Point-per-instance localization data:
= Beginning of Section =

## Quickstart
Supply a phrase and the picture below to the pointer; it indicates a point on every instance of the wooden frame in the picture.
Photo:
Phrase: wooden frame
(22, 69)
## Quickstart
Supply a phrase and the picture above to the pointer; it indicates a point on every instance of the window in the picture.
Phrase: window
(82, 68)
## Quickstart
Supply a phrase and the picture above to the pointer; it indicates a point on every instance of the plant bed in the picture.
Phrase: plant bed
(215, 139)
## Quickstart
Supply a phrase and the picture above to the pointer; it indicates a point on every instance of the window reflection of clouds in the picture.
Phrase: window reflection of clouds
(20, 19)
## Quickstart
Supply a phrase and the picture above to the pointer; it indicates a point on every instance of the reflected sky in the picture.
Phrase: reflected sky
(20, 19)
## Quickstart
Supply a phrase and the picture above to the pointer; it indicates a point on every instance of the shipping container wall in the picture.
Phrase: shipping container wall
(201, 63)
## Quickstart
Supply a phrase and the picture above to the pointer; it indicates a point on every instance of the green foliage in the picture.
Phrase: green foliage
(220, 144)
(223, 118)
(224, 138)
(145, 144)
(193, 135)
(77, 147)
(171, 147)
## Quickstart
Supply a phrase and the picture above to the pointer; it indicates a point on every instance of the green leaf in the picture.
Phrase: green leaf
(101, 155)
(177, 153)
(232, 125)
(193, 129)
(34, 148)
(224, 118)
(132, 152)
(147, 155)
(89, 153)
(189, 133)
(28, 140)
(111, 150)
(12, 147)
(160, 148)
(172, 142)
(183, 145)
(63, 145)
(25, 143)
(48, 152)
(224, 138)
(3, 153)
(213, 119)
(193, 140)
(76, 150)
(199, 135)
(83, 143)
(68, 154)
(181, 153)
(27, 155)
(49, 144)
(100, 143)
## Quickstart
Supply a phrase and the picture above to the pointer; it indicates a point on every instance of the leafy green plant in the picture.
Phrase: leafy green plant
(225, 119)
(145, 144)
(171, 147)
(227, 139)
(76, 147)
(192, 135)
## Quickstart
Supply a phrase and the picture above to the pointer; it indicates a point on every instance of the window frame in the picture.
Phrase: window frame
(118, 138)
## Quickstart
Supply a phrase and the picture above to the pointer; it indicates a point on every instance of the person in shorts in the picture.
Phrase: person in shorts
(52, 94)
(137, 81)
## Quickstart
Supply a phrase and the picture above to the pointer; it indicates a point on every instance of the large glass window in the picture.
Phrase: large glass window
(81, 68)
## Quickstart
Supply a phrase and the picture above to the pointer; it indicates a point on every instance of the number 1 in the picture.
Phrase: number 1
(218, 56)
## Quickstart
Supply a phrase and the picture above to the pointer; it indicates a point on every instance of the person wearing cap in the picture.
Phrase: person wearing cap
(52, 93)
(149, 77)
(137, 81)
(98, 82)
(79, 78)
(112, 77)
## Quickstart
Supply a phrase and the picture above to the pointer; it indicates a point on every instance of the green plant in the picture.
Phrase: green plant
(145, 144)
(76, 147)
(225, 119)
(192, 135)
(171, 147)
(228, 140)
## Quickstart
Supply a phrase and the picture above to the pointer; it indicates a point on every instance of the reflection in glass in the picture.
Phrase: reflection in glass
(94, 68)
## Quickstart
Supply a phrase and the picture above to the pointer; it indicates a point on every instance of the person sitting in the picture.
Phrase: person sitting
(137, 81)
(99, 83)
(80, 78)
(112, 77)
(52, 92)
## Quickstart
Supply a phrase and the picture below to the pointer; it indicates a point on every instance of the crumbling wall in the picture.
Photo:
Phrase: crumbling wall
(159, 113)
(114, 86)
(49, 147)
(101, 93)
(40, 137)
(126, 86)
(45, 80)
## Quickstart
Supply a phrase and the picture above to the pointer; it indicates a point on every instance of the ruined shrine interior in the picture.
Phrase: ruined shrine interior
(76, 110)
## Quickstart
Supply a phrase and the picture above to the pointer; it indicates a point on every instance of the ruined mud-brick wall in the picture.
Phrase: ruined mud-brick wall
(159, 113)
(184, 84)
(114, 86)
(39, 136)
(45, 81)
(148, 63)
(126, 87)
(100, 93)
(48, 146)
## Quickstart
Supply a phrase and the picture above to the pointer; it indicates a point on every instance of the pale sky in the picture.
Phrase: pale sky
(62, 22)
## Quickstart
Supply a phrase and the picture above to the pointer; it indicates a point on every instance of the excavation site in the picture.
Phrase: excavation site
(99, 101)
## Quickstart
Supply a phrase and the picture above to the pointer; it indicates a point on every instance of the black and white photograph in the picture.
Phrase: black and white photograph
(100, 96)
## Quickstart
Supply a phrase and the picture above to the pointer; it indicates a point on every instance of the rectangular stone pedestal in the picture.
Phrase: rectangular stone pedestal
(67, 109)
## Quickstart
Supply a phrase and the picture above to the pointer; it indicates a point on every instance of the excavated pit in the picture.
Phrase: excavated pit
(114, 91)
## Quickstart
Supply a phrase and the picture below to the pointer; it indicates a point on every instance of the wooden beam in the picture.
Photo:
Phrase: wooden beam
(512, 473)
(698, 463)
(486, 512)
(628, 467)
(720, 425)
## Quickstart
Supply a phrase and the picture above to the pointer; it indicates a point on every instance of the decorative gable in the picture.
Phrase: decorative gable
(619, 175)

= End of Section =

AIM OF THE EXERCISE: Would you transcribe the records above exactly, leaving nothing out?

EXERCISE RESULT:
## Quickstart
Supply a phrase and the picture below to the pointer; it indicates a point on every instance of the wooden frame in the picture.
Photo:
Phrase: wooden frame
(22, 69)
## Quickstart
Supply a phrase and the picture above to the pointer; it indicates a point on every instance of the window in the picture.
Phrase: window
(82, 68)
## Quickstart
Supply a phrase and the picture above to the pointer; it indicates a point on every instance of the plant bed in the picture.
Phrase: plant bed
(215, 139)
## Quickstart
Supply a phrase and the picture above to the pointer; it indicates a point on every instance of the window reflection of clouds in the picture.
Phrase: window reflection of clouds
(20, 19)
## Quickstart
Supply a phrase and the picture above to the pointer; it indicates a point on every instance of the reflected sky in the picture.
Phrase: reflected sky
(20, 19)
## Quickstart
Supply a phrase and the picture above to the pointer; it indicates a point on every instance of the shipping container wall in the picture.
Phrase: shipping container wall
(201, 63)
## Quickstart
Supply a phrase and the picture above to the pointer; it indicates a point on every instance of the green foliage in the picture.
Phrase: green foliage
(220, 144)
(223, 118)
(224, 138)
(145, 144)
(193, 135)
(77, 147)
(171, 147)
## Quickstart
Supply a phrase and the picture above to the pointer; it indicates a point on every instance of the green leaf in the picture.
Phrase: green leaf
(101, 155)
(177, 153)
(232, 125)
(193, 129)
(34, 148)
(224, 118)
(132, 152)
(147, 155)
(89, 153)
(189, 133)
(28, 140)
(111, 150)
(12, 147)
(160, 148)
(172, 142)
(183, 145)
(63, 145)
(25, 143)
(48, 152)
(224, 138)
(3, 153)
(213, 119)
(193, 140)
(76, 150)
(199, 135)
(83, 143)
(68, 154)
(181, 153)
(27, 155)
(49, 144)
(100, 143)
## Quickstart
Supply a phrase and the picture above to the pointer; it indicates a point on every instance of the leafy green plant in the picture.
Phrase: leafy green plant
(225, 119)
(145, 144)
(171, 147)
(227, 139)
(76, 147)
(192, 135)
## Quickstart
Supply a phrase and the picture above to the pointer; it indicates a point on every instance of the window frame in the picture.
Phrase: window frame
(118, 138)
## Quickstart
Supply a phrase and the picture above to the pointer; it indicates a point on every instance of the person in shorts in the picture.
Phrase: person in shorts
(52, 94)
(137, 81)
## Quickstart
Supply a phrase and the picture above to the pointer; it indicates a point on every instance of the large glass window in the picture.
Phrase: large glass window
(81, 68)
## Quickstart
Supply a phrase and the picture above to the pointer; it indicates a point on every instance of the number 1 in the picture.
Phrase: number 1
(218, 56)
## Quickstart
Supply a phrase and the picture above to the pointer; it indicates a point on every instance of the person wearing cap in the picture.
Phrase: person wearing cap
(52, 93)
(149, 77)
(137, 81)
(98, 82)
(79, 78)
(112, 77)
## Quickstart
Supply a phrase and the picture above to the pointer; it indicates a point on every instance of the green plant in the picture.
Phrase: green plant
(145, 144)
(76, 147)
(225, 119)
(192, 135)
(171, 147)
(228, 140)
## Quickstart
Supply a phrase and the picture above to the pointer; it indicates a point on every instance of the reflection in glass in the picture.
Phrase: reflection in glass
(94, 68)
## Quickstart
Supply a phrase and the picture above to the pointer; it indicates a point on every instance of the person sitting in the picture.
Phrase: person sitting
(137, 81)
(99, 83)
(80, 78)
(112, 77)
(52, 92)
## Quickstart
Supply a phrase and the picture below to the pointer; it indicates a point on every instance of the crumbling wall in the picture.
Photo:
Phrase: crumbling wall
(159, 113)
(114, 86)
(49, 147)
(101, 93)
(40, 137)
(126, 86)
(45, 80)
## Quickstart
Supply a phrase and the picture above to the pointer; it indicates a point on every instance of the ruined shrine interior in the picture.
Phrase: ruined shrine interior
(76, 110)
## Quickstart
Supply a phrase and the picture above to the pointer; it indicates a point on every instance of the ruined mud-brick wall in the picture.
Phrase: ruined mud-brick wall
(159, 113)
(184, 84)
(114, 86)
(39, 136)
(45, 81)
(148, 63)
(126, 87)
(100, 93)
(48, 146)
## Quickstart
Supply a phrase and the picture above to the pointer; it indicates a point on every instance of the pale sky in the picture.
Phrase: pale sky
(62, 22)
## Quickstart
Supply a phrase and the picture above to the pointer; it indicates a point on every instance of the excavation site in the picture.
Phrase: excavation site
(99, 101)
## Quickstart
Supply a phrase and the picture above to the pointer; it indicates a point on every instance of the black and white photograph in the picture.
Phrase: black and white photograph
(100, 96)
## Quickstart
Supply a phrase and the picture above to the pointer; it indicates a point on every instance of the rectangular stone pedestal in the picture.
Phrase: rectangular stone pedestal
(67, 109)
## Quickstart
Supply a phrase and the picture above to the pointer; it indicates a point on every instance of the excavated pit in the picture.
Phrase: excavated pit
(114, 91)
## Quickstart
Supply a phrase and the picture below to the pointer; it indicates a point on every instance of the wooden beam in the picture.
Photo:
Phrase: wooden beam
(512, 473)
(698, 463)
(486, 512)
(628, 467)
(720, 425)
## Quickstart
Supply a phrase and the picture above to the pointer; it indicates a point on every instance of the decorative gable in the picture.
Phrase: decorative gable
(619, 175)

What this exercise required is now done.